• Dataset entries:
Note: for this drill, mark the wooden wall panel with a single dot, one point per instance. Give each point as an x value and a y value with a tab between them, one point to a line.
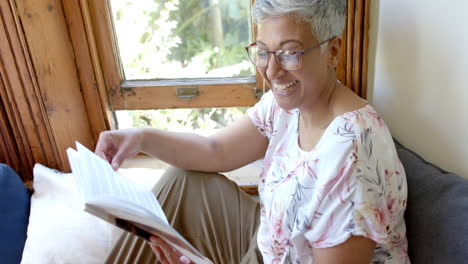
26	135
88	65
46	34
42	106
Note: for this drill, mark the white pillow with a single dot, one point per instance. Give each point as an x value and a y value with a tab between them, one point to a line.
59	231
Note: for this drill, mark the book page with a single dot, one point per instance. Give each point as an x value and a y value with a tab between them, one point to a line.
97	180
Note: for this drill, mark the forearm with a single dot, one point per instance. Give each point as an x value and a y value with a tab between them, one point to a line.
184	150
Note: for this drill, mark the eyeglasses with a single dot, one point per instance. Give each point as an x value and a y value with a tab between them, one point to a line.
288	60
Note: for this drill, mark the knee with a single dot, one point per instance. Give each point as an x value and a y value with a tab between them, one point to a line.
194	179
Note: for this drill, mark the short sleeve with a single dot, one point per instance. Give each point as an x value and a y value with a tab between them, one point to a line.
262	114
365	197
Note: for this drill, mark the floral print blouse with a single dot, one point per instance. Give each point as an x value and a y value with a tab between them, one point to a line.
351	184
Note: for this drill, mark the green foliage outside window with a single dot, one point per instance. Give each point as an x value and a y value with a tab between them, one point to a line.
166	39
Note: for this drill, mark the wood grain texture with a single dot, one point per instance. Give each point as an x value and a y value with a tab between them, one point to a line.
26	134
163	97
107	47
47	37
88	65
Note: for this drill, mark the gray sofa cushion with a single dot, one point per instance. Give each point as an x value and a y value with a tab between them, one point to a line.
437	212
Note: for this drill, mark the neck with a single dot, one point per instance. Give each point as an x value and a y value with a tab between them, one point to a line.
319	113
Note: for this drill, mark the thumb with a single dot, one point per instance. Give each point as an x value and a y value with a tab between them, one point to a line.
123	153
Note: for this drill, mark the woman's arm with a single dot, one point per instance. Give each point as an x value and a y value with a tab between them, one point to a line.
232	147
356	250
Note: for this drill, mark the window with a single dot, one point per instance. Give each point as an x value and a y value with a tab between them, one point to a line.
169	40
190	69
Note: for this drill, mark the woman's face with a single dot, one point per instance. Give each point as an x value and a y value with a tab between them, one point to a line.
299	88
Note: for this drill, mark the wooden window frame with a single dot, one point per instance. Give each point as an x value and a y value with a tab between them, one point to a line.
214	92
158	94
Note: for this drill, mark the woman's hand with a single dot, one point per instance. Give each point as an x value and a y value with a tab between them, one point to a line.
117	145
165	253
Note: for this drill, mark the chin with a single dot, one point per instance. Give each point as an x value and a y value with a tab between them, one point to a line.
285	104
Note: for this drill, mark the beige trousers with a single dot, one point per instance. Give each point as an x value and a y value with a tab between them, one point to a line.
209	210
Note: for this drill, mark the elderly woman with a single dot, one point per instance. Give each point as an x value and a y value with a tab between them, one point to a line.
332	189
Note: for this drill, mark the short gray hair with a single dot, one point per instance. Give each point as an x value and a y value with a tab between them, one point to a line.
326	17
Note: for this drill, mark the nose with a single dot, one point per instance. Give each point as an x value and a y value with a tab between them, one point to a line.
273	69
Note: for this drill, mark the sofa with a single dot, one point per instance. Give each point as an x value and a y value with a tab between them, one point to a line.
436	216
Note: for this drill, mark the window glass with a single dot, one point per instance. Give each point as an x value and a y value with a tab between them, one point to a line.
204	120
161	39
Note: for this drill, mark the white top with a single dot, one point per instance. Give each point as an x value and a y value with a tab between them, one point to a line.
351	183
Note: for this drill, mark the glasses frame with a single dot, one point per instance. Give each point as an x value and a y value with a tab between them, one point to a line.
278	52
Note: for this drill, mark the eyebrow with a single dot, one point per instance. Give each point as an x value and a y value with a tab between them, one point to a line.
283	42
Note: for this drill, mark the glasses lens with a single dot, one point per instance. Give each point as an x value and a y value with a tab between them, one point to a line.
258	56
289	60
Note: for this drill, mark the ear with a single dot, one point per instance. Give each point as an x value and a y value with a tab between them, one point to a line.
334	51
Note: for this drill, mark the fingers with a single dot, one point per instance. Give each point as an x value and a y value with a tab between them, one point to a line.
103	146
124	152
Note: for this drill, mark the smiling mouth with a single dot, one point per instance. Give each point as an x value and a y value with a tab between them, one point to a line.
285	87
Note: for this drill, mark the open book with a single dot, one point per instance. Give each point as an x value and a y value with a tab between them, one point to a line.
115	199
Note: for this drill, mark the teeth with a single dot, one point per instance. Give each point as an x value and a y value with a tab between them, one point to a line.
--
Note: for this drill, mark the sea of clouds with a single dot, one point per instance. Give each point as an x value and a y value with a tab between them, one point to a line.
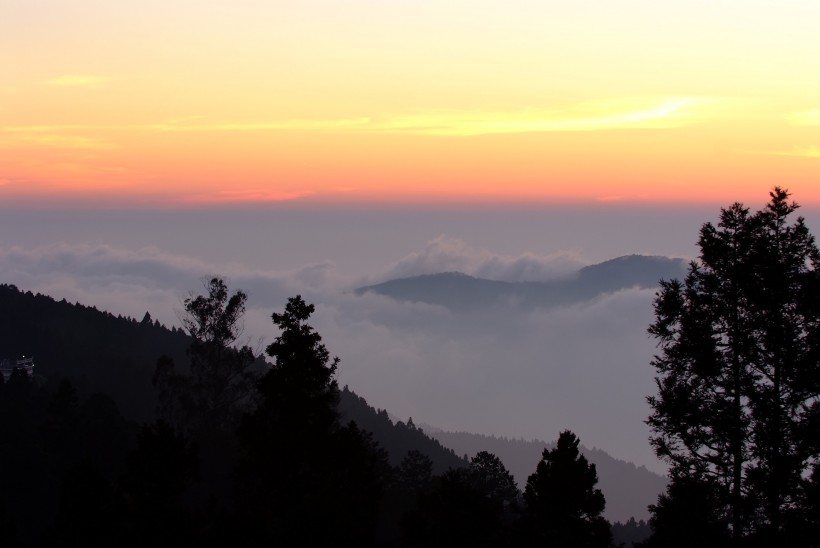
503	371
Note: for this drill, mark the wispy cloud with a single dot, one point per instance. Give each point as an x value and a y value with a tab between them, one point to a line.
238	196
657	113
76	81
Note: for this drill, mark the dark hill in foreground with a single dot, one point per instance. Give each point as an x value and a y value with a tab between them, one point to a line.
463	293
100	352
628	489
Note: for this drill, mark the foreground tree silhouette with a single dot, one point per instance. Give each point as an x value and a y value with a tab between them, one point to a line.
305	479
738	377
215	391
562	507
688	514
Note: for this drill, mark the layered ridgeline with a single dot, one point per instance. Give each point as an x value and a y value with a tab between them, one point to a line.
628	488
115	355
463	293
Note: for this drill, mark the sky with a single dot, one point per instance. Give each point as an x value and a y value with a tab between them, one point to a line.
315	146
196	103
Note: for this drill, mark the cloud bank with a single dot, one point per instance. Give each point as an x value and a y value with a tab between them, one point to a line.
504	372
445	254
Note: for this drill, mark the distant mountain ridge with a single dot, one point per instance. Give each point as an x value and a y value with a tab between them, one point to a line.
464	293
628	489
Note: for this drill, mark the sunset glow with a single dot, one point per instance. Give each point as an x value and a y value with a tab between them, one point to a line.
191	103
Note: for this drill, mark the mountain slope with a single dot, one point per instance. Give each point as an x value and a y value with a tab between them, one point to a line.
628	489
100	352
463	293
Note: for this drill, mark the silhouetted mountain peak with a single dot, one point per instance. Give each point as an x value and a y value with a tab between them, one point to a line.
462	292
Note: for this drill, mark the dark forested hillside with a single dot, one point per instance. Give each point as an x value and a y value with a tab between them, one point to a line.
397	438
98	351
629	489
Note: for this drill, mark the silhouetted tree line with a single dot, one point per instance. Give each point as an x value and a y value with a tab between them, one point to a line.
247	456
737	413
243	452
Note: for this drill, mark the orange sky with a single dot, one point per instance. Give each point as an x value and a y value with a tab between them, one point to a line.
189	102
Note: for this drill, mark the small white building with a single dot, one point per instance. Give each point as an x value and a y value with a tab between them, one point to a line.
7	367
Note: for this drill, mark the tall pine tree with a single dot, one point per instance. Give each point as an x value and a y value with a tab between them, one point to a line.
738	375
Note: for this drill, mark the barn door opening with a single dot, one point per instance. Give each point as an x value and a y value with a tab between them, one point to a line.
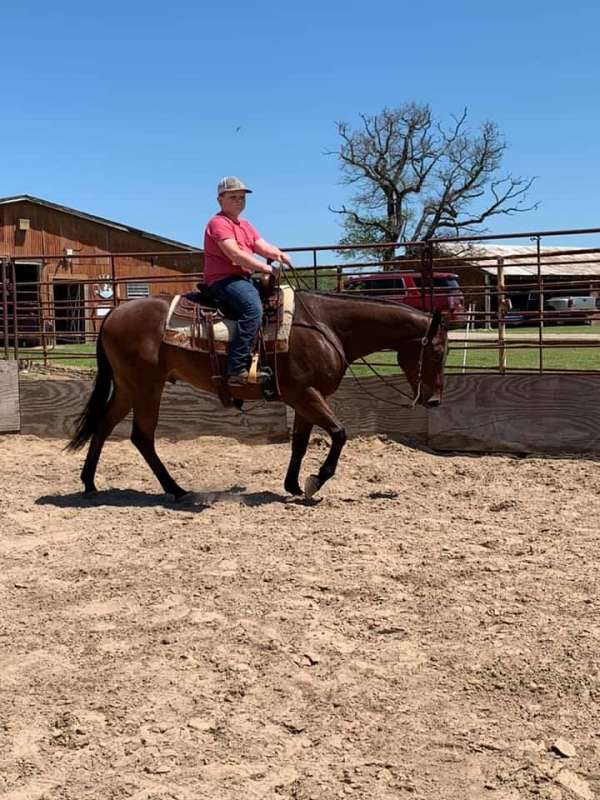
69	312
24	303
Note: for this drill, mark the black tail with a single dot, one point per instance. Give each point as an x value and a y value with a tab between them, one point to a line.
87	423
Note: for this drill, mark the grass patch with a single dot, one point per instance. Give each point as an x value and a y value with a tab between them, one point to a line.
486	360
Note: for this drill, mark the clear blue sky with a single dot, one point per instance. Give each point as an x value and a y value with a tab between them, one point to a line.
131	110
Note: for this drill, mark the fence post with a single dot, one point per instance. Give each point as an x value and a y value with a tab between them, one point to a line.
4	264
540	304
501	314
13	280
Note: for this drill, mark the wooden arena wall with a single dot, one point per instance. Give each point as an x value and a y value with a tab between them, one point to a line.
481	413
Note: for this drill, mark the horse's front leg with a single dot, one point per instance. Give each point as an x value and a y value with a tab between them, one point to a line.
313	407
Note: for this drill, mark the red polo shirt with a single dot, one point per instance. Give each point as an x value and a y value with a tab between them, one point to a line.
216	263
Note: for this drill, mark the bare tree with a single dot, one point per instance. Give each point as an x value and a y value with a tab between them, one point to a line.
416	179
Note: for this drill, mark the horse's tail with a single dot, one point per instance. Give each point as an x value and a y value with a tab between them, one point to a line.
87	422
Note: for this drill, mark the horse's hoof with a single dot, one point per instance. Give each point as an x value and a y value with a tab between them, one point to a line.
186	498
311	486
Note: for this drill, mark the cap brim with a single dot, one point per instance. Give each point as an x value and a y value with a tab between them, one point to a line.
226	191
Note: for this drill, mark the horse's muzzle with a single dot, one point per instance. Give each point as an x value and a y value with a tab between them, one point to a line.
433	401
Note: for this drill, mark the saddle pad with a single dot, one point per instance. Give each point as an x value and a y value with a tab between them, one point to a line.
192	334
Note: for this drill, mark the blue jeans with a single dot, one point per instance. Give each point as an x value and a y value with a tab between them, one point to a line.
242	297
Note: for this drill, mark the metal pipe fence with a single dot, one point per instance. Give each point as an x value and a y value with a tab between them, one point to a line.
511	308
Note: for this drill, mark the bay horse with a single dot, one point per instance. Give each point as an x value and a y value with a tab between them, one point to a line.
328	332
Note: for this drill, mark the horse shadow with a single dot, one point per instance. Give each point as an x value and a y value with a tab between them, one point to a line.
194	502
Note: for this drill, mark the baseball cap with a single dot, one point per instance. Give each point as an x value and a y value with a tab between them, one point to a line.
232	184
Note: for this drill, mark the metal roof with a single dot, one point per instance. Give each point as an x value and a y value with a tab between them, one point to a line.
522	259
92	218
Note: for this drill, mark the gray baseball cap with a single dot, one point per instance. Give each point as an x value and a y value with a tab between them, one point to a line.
...
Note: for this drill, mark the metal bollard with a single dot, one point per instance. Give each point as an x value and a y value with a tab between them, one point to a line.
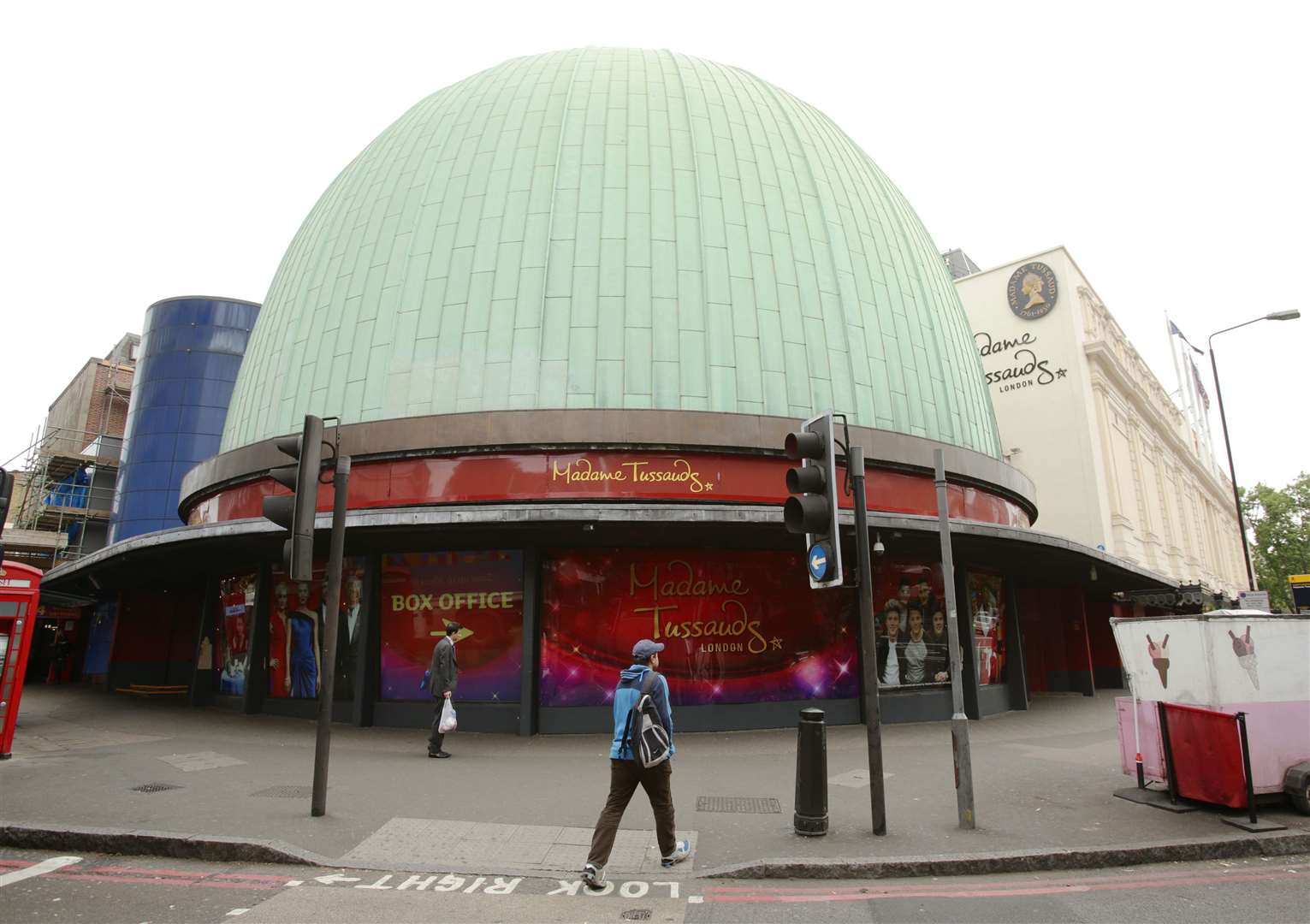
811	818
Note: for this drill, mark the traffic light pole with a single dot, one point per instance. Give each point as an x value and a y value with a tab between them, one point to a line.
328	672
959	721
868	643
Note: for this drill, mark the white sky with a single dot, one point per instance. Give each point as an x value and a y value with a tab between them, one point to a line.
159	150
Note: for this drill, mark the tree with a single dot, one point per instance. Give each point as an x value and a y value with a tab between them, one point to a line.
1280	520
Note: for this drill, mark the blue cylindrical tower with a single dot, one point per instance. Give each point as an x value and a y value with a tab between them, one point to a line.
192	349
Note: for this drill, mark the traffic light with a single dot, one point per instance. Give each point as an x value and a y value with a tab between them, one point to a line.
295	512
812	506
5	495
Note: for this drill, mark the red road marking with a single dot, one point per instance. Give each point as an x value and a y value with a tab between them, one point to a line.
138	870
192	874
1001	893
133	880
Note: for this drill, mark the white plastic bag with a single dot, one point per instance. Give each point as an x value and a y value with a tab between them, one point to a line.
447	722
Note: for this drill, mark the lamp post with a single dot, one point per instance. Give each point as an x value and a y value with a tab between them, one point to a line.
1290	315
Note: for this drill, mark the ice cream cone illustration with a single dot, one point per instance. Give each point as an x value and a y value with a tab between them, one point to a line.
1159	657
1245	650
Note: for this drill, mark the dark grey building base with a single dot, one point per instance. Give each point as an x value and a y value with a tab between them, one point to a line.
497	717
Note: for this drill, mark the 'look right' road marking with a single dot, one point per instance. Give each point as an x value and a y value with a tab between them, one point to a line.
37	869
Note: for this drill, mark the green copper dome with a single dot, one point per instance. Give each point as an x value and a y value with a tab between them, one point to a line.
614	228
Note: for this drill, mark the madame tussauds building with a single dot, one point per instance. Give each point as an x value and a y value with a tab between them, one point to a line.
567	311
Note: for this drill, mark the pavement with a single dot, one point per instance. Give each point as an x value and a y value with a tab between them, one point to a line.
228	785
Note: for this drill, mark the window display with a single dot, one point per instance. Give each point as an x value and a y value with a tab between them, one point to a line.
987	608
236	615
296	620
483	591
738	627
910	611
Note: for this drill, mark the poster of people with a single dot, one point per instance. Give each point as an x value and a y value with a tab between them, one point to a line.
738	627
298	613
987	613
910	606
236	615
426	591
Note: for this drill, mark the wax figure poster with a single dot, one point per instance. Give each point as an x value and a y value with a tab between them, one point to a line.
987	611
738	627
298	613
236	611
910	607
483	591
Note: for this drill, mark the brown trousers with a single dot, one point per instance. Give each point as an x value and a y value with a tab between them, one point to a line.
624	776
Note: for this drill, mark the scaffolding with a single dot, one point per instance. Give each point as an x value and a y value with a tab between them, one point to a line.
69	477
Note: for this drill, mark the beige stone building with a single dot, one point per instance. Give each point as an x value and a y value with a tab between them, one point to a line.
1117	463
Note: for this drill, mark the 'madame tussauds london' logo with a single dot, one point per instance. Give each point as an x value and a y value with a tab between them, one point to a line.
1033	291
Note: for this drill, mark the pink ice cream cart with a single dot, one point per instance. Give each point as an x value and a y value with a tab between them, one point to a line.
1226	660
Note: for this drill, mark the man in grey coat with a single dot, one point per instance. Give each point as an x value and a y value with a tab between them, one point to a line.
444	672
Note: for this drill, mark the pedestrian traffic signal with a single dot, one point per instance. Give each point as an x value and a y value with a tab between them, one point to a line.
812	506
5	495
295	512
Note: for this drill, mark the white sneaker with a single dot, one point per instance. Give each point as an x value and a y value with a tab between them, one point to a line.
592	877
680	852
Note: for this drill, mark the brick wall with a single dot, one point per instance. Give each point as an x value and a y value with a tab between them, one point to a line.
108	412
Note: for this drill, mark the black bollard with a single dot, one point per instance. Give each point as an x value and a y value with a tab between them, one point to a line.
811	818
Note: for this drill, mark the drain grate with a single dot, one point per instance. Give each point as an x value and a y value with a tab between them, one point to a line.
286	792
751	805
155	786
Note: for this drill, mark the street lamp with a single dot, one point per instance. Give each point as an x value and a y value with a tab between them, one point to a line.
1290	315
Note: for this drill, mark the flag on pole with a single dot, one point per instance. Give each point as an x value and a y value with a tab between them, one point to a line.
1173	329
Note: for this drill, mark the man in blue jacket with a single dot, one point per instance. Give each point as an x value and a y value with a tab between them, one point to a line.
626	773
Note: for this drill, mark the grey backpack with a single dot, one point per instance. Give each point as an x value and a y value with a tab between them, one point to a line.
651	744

• Written exercise: Gather every line in the records above that contains the word "madame" and copy each one out. Case counts.

• Output for this exercise:
Note: for this drill, mark the madame tussauds building with a single dot, one point per instance. Give each point as an x value and a y value with a tab between them, one point to a line.
Note: for this drill, mark the 'madame tussauds london' logo with a single dot, one point per instance. Give each point as an x value and a y value with a tab between them, one point to a line.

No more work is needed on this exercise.